▶ _TEXT SECTION_
········
International Independent Video Store Day, Post #2

October 6, 2013 | By

Since I published a post on my first video store experience at The Video Station at Skymark Plaza in North York, I stumbled upon some interesting related news.

Let’s start with the good stuff first.

There’s no indication as to whether these two stores were once affiliated with the original franchise, but there are two Video Stations worth mentioning because they boast their wares with a nice dose of industry pride.

The Video Station Superstore in Texas rents and sells DVDs and Blu-rays, and as their website says quite frankly, “We Have Movies Not at Those Other Places [like] Netflix [and] Redbox.”

In fact, that’s one reason people ultimately end up calling up video stores: they want to see a specific film – on a whim, for research, or related to something just seen or discussed – and it’s available nowhere else (or so it seems). If and when that caller shows up, they’re often surprised to find a functional establishment. Glad, pleased, but nevertheless surprised; often there’s a line akin to ‘I didn’t know there were any stores left.”
········
▶ _DATA EXCERPT_
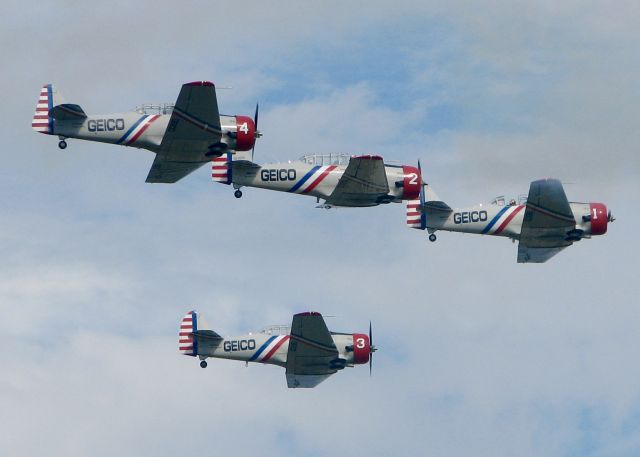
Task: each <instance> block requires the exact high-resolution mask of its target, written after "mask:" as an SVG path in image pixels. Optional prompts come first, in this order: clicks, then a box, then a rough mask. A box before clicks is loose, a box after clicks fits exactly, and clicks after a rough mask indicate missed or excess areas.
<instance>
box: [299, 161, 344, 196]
mask: <svg viewBox="0 0 640 457" xmlns="http://www.w3.org/2000/svg"><path fill="white" fill-rule="evenodd" d="M336 167H337V165H330V166H328V167H327V169H326V170H325V171H323V172H322V174H321V175H320V176H318V177H317V178H316V180H315V181H313V182H312V183H311V185H310V186H309V187H307V188H306V189H305V190H304V191H303V192H302V193H303V194H307V193H309V192H311V191H312V190H313V189H314V188H315V187H316V186H317V185H318V184H320V183H321V182H322V180H323V179H324V178H326V177H327V175H328V174H329V173H331V172H332V171H333V170H335V169H336Z"/></svg>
········
▶ _PROMPT_
Quote the passage of the video store post above from "October 6, 2013" to "of industry pride.".

▶ _TASK ANSWER_
October 6, 2013 | By

Since I published a post on my first video store experience at The Video Station at Skymark Plaza in North York, I stumbled upon some interesting related news.

Let’s start with the good stuff first.

There’s no indication as to whether these two stores were once affiliated with the original franchise, but there are two Video Stations worth mentioning because they boast their wares with a nice dose of industry pride.